- _WHAT IS NEEDED_: Swap "review the image" for "examine the photo" everywhere in the material below and reproduce it otherwise unchanged, leaving the pictures out.

- _ENTRIES SHOWN_:

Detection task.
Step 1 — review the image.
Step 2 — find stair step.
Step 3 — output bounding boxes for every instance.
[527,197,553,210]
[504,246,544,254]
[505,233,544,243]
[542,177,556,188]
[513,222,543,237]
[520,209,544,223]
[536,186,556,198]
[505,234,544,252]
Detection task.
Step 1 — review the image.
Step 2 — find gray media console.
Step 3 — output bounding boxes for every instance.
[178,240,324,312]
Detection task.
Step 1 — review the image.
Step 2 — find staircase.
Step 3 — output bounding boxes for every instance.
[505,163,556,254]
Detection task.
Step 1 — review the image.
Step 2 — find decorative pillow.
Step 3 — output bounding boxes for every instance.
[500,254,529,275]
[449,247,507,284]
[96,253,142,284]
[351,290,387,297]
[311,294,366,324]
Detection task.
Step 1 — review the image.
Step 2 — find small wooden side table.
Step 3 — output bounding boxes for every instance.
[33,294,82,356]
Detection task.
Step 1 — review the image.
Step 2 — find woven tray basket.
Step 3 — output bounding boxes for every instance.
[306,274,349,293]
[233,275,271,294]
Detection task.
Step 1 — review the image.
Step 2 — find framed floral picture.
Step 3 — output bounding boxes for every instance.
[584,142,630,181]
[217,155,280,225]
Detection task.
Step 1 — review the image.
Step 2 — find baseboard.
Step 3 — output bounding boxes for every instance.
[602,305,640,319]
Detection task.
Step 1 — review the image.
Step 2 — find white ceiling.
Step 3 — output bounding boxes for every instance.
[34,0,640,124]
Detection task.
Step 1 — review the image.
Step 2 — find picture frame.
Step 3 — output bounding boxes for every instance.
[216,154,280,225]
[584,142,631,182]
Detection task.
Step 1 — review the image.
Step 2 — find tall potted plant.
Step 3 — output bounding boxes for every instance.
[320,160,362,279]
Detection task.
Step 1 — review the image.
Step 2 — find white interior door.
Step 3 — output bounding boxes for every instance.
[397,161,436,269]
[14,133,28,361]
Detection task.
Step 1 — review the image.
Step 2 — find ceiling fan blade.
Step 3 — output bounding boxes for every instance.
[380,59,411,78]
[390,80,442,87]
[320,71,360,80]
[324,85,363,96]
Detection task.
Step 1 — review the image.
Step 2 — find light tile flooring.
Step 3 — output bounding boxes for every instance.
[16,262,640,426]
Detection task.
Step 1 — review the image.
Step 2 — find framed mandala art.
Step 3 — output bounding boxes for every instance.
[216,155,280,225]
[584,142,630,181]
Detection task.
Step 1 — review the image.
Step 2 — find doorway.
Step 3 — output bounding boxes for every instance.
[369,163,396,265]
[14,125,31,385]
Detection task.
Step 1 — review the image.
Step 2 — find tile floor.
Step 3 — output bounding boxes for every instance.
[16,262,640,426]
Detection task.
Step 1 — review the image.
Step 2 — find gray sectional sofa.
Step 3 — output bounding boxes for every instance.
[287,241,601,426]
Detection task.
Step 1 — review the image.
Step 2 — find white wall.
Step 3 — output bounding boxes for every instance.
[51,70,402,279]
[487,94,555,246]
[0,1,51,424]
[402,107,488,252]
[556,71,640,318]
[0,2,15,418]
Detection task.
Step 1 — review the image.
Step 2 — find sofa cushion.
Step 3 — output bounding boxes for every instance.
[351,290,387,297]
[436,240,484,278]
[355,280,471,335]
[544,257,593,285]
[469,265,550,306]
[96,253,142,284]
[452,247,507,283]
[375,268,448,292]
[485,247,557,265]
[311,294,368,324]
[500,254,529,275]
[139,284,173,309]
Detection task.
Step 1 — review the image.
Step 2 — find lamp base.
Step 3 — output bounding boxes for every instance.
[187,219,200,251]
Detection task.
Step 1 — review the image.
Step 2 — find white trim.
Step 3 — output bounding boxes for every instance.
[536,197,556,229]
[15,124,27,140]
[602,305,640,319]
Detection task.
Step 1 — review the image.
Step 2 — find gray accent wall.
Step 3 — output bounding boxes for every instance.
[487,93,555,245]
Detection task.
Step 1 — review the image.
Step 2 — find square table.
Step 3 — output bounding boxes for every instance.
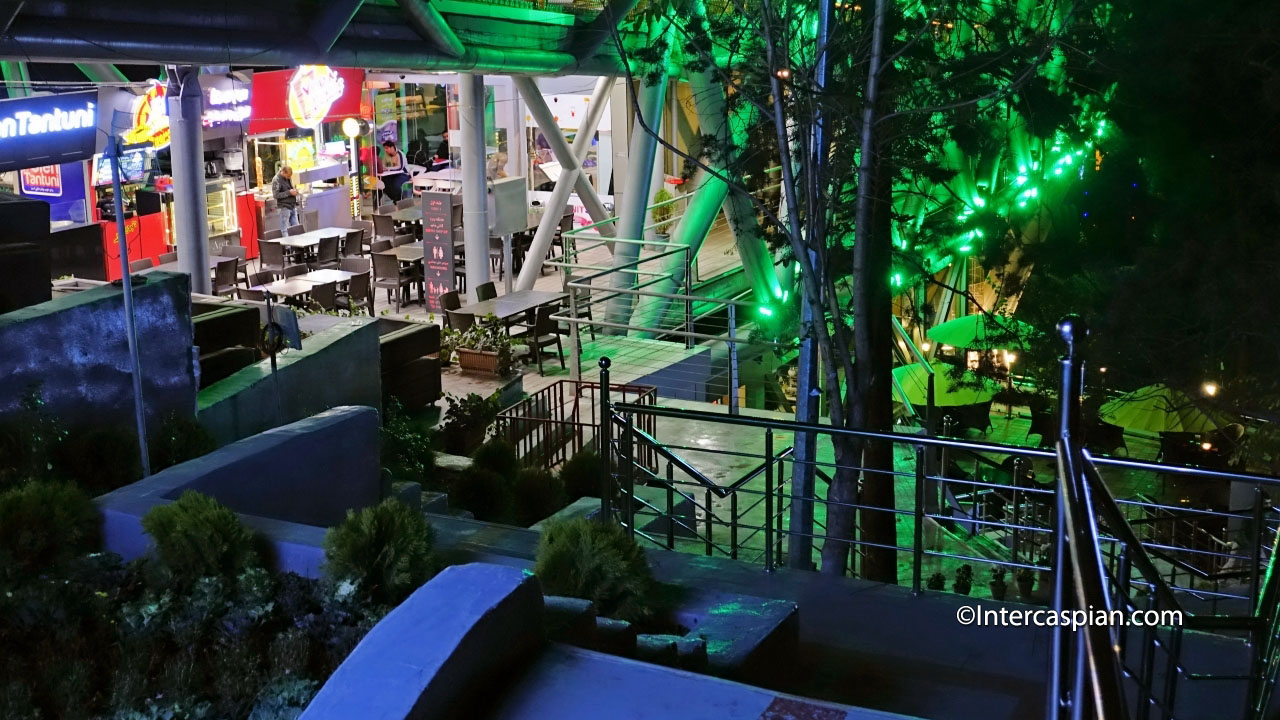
[144,255,238,274]
[250,277,316,297]
[457,290,568,320]
[298,269,356,284]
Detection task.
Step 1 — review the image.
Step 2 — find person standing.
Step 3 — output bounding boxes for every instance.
[271,165,298,234]
[383,140,408,202]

- _EXPECTED OUTPUT_:
Detection task.
Step 1 — examine the photo.
Step 2 — find stair step.
Step 3 — output bounding boxes for every instance.
[527,197,553,210]
[504,246,544,254]
[505,233,544,243]
[542,177,556,188]
[513,222,543,237]
[520,209,544,223]
[536,186,556,198]
[505,234,544,252]
Detection task.
Step 1 — examine the photo.
Step 2 — find gray media console.
Step 3 — output bounding boxes for every instance.
[178,240,324,312]
Detection task.
Step 1 — examine the photo.
Step 2 — find staircase.
Step 3 — output bounding boxes for every instance.
[505,163,556,254]
Detection task.
Step 1 — examine the photo.
Step 2 — find decorative pillow.
Step 3 — output bounding boxes for every instance.
[500,254,529,275]
[449,247,507,284]
[96,253,142,284]
[351,290,387,297]
[311,294,366,324]
Detection task.
Step 1 — examine the photo.
Step 2 — find small wooden side table.
Step 3 — output bounding boxes for every instance.
[33,294,82,356]
Detection task.
Step 1 — examine the photo.
Step 2 — find woven tray basket.
Step 3 — output bounding boxes for every instance.
[306,274,349,293]
[233,275,271,294]
Detection task.
Step 1 — examine the photo.
Step 2 — find framed floral picture.
Step 3 — output bounding boxes for every instance.
[584,142,630,181]
[217,155,280,225]
Detection task.
Step 1 — examine the photo.
Step 2 — find baseboard.
Step 3 — output bounding boxes for every instance.
[602,305,640,319]
Detection task.
Step 1 — examine the photo.
Step 2 — find white ceiling.
Step 3 — output bounding boxes for every instance.
[34,0,640,124]
Detection task.
Step 1 — examine the photo.
Step 2 — find picture frame.
Step 3 — output bounding boxes for every instance.
[216,154,280,225]
[584,142,631,182]
Detection task.
Step 1 — examine the photo.
Step 2 — find tall potted plant.
Step 3 — output bounding boxes for every instance.
[320,160,362,279]
Detection task.
Step 1 — examine the photo.
Step 2 — find white interior door.
Step 3 — output bounding boxes for every instance.
[397,161,436,269]
[14,133,28,361]
Detection task.
Step 1 — examine the photo.
Step 2 — find ceiling fan blade.
Step 3 — output bounding boxes for every instance.
[380,59,411,78]
[390,80,442,87]
[320,71,360,80]
[324,85,363,96]
Detection task.
Step 1 — examine the photo.
Step 2 — find light tile flooring.
Step 3 — output bounding boxes for every instance.
[16,262,640,426]
Detection task.
Step 1 — examine the photo.
Step 2 — find framed mandala art.
Step 3 — output bounding boxes for every instance.
[216,155,280,225]
[584,142,630,181]
Detection task.
Step 1 — examine the photo.
Step 2 — find doorway.
Step 3 — output bounding boxes for every instance.
[369,163,396,265]
[14,125,31,385]
Detection task.
Step 1 — examine the photo.
Step 2 — find tile floor.
Step 3 — output bounding boxes for every instance.
[16,262,640,426]
Detection task.
Step 1 — examine the photo.
Step 2 — find gray sectional sofa.
Step 3 — output bounding boxes for every instance.
[287,241,601,426]
Detection task.
Step 1 — examine the photo.
Step 2 — find white wall.
Step 3 — output bounding boxes for every instance.
[51,70,402,279]
[487,94,555,246]
[0,1,51,424]
[402,107,488,252]
[556,71,640,318]
[0,2,15,418]
Detection task.
Step 1 — examine the photo.
Step 2 — find sofa cushion.
Step 3 — output bounding boxes for every instance.
[351,290,387,297]
[436,240,484,278]
[355,280,471,335]
[544,257,593,285]
[469,265,550,306]
[96,253,142,284]
[452,247,507,283]
[375,268,448,292]
[485,247,557,265]
[311,294,368,324]
[500,254,529,275]
[139,284,173,309]
Detection task.
Step 1 — examine the photo.
Step 2 — find lamp base.
Step 3 — output bounding boxes for every instance.
[187,219,200,251]
Detection task.
Step 1 — examine the photo.
Step 2 — find white trim.
Step 3 — output bounding boxes for every instance.
[536,197,556,229]
[15,124,27,140]
[602,305,640,319]
Detection task.
Step 1 — examine the photo.
Step 2 — find gray accent wall.
Step 3 — output bounding boxes for every instance.
[487,93,555,245]
Detection task.
Step 1 — examine the photo.
Step 2 — find square table.
Step 3 — output bounding boxes for every instance.
[144,255,238,274]
[250,277,316,297]
[457,290,568,320]
[298,269,356,284]
Detection task.
Step 1 — examine the photo.
Step 2 — find person standing.
Step 3 — output bounding boxes for every instance.
[271,165,298,234]
[383,140,408,202]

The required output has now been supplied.